• **Goal**:
Please quote every line word for word.

• **Supplied entries**:
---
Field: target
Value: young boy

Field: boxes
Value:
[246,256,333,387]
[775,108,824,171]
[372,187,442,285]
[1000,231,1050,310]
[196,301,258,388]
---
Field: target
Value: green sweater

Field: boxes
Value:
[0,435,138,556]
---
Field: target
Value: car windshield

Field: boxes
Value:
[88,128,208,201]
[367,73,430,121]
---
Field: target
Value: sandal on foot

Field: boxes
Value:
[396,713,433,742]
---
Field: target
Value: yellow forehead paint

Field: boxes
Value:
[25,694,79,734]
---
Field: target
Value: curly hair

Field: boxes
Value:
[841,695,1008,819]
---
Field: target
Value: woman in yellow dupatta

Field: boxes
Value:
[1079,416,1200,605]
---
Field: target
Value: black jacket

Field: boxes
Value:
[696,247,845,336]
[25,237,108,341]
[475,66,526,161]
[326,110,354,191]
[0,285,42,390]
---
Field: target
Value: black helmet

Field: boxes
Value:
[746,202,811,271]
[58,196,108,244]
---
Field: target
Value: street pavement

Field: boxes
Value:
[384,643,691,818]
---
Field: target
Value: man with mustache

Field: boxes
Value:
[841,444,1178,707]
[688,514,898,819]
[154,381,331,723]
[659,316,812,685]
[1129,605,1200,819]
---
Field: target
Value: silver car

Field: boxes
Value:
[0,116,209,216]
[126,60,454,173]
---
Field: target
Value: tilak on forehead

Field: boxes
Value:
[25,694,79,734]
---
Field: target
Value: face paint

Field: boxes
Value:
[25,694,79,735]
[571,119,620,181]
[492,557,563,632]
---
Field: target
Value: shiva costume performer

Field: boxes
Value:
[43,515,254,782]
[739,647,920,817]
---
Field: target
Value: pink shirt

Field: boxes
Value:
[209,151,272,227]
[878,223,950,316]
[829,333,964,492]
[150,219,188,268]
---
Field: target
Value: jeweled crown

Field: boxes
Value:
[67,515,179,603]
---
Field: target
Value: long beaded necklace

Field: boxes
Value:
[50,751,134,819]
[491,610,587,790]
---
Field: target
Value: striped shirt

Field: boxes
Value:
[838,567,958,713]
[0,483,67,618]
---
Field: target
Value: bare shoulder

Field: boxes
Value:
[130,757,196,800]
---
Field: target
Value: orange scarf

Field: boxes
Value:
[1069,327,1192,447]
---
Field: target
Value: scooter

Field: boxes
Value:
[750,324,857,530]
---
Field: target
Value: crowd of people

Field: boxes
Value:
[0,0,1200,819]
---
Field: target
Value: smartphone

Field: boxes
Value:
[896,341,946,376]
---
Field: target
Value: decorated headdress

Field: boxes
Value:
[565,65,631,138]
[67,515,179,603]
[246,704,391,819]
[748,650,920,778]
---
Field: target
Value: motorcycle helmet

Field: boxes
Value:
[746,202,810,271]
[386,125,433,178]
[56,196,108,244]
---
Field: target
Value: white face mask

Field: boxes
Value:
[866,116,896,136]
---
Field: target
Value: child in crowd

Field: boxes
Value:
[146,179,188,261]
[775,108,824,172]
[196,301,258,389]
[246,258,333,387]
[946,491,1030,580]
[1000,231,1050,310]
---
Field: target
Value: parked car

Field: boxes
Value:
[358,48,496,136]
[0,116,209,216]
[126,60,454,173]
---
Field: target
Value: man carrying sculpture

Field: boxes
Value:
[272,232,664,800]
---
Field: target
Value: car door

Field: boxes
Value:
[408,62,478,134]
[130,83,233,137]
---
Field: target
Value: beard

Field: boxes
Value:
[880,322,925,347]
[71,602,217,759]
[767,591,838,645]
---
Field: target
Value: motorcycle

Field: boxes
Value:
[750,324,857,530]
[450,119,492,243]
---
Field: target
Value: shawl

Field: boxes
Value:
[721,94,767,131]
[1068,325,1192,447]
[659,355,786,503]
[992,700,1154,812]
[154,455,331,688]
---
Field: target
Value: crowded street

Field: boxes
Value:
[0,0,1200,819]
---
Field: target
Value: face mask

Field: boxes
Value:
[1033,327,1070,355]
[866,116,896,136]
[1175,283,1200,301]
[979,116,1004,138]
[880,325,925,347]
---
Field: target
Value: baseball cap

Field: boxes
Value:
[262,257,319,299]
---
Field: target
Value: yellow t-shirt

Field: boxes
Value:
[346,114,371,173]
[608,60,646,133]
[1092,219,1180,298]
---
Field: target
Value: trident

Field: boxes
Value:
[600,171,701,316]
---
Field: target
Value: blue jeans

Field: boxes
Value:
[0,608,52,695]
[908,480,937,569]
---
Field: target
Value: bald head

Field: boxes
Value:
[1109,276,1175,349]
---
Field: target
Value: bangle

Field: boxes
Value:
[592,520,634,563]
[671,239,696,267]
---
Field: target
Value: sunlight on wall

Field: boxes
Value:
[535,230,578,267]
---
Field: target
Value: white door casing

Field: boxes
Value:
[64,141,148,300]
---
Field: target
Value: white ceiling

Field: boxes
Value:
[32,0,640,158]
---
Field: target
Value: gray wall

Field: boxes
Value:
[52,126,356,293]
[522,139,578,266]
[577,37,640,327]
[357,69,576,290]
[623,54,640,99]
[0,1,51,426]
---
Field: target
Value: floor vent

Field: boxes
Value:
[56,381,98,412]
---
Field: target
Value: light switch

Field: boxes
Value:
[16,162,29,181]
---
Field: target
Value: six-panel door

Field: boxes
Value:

• **Problem solution**:
---
Field: target
Value: young boy

Field: boxes
Value:
[246,256,333,387]
[775,108,824,171]
[372,187,442,285]
[1000,231,1050,310]
[196,301,258,388]
---
Field: target
Value: green sweater

Field: boxes
Value:
[0,435,138,556]
---
Field: target
Value: car windshield

Field: boxes
Value:
[88,128,208,201]
[367,73,430,121]
---
Field: target
Value: sandal on foot

Field: boxes
Value:
[396,713,433,742]
---
Field: target
Value: yellow forehead paint

Field: boxes
Value:
[25,694,79,734]
---
Field: target
Value: curly hair

Field: boxes
Value:
[841,695,1008,819]
---
Field: target
Value: woman in yellow dupatta

Field: boxes
Value:
[1079,416,1200,605]
---
Field: target
Value: black jacket

Field: boxes
Value:
[696,247,845,336]
[25,237,108,341]
[475,66,526,161]
[326,110,354,191]
[0,285,42,390]
---
Field: target
Value: black helmet

Field: boxes
Value:
[746,202,811,271]
[58,196,108,244]
---
Field: target
Value: street pavement

Field: boxes
Value:
[384,643,691,818]
---
Field: target
Value: man with mustache

Field: boxes
Value:
[841,444,1178,707]
[688,514,898,819]
[154,381,331,723]
[659,316,812,685]
[1129,605,1200,819]
---
Field: target
Value: silver car

Field: boxes
Value:
[0,116,209,216]
[126,60,454,173]
---
Field: target
Value: tilak on forehead

Field: boxes
Value:
[25,694,79,734]
---
Field: target
Value: face paint

Field: boxes
Value:
[25,694,79,735]
[571,119,620,181]
[492,557,563,632]
---
Field: target
Value: shiva costume performer

Field: boxes
Value:
[43,515,254,782]
[739,647,920,817]
---
Field: target
Value: pink shirt

Field: boxes
Value:
[209,151,272,227]
[878,223,950,316]
[829,333,964,492]
[150,219,188,268]
---
Field: target
Value: jeweled crown

Field: boxes
Value:
[67,515,179,603]
---
Field: target
Value: long beaded necklace

Field: boxes
Value:
[50,751,134,819]
[491,610,587,790]
---
Field: target
Value: striped shirt

Field: boxes
Value:
[838,567,958,713]
[0,483,67,618]
---
Field: target
Value: bare shoulder

Field: boxes
Value:
[130,757,196,800]
---
Field: target
Value: orange scarf

Field: boxes
Value:
[1069,327,1192,447]
---
Field: target
Value: scooter

Field: boxes
Value:
[750,324,857,530]
---
Field: target
Value: crowd of people

Field: boxes
Value:
[0,0,1200,819]
---
Field: target
Value: smartphone

Field: boxes
Value:
[896,341,946,376]
---
Field: target
Value: decorated headdress

Field: boxes
Value:
[565,65,631,138]
[67,515,179,603]
[246,704,391,819]
[748,650,920,778]
---
Field: target
Value: motorcycle helmet

Field: boxes
Value:
[746,202,810,271]
[386,125,433,178]
[56,196,108,244]
---
Field: target
Value: white face mask

Field: boxes
Value:
[866,116,896,136]
---
Field: target
Value: child in crowd

Field: boxes
Value:
[146,179,188,261]
[775,108,824,172]
[196,301,258,389]
[246,258,333,387]
[946,491,1030,580]
[1000,231,1050,310]
---
Field: target
Value: parked car

Field: boxes
Value:
[358,48,496,136]
[0,116,209,216]
[126,60,454,173]
---
Field: target
Value: man carrying sculpture

Field: boxes
Value:
[272,232,664,800]
---
Field: target
Value: car door

Field: boxes
Value:
[408,62,478,134]
[130,83,233,137]
---
Field: target
Value: beard

Field: boxes
Value:
[880,322,925,347]
[71,602,217,759]
[767,591,838,645]
---
Field: target
Value: motorcycle

Field: boxes
Value:
[750,324,857,530]
[450,119,492,243]
---
Field: target
Value: shawl

Field: boxes
Value:
[721,94,767,131]
[1068,325,1192,447]
[659,355,786,503]
[992,700,1154,812]
[154,455,331,688]
---
Field: target
Value: crowded street

Field: boxes
Value:
[0,0,1200,819]
---
Field: target
Value: face mask

Field: boxes
Value:
[1033,327,1070,355]
[866,116,896,136]
[1175,283,1200,301]
[979,116,1004,138]
[880,325,925,347]
---
Field: target
Value: baseball cap

Field: boxes
Value:
[262,257,319,299]
---
Field: target
Value: yellow t-shirt

Field: boxes
Value:
[346,114,371,173]
[608,60,646,133]
[1092,219,1180,298]
---
Field: target
Value: trident

Field: boxes
Value:
[600,171,701,316]
---
Field: target
Value: blue jeans

Field: boxes
Value:
[0,608,52,695]
[908,480,937,569]
---
Field: target
Value: bald head

Field: boxes
Value:
[1109,276,1175,349]
---
Field: target
Value: bangle

Field: boxes
Value:
[592,520,634,563]
[671,239,696,267]
---
Field: target
Value: sunlight on wall

Field: boxes
Value:
[535,230,578,267]
---
Field: target
Value: white door casing

Field: boxes
Value:
[64,141,148,300]
---
Field: target
Value: white ceiling

Field: boxes
Value:
[32,0,640,158]
---
Field: target
Value: gray wall

Field: boxes
Value:
[52,126,356,293]
[522,139,578,266]
[577,37,640,327]
[357,69,576,290]
[623,54,640,99]
[0,1,51,426]
---
Field: target
Value: floor vent

Field: boxes
Value:
[56,381,98,412]
---
Field: target
Value: light switch

Field: boxes
Value:
[16,162,29,181]
---
Field: target
Value: six-panel door

Field: boxes
Value:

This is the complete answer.